→ **Task**
Find each line below that contains the string "attr" and copy it out in full.

→ **Recorded data**
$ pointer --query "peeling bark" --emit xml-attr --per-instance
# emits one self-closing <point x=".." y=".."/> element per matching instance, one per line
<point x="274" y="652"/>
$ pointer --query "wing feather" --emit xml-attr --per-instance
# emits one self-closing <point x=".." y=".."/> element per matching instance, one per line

---

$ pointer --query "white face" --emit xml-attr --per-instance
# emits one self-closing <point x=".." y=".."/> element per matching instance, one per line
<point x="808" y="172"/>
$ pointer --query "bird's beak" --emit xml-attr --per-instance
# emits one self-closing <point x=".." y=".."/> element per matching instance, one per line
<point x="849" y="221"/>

→ **Task result**
$ pointer --query "peeling bark" --emit xml-attr --per-instance
$ pointer --query "wing feather" --emit xml-attr --per-instance
$ pointer --query "white face" --emit xml-attr --per-instance
$ pointer --query "bird's beak" --emit xml-attr --per-instance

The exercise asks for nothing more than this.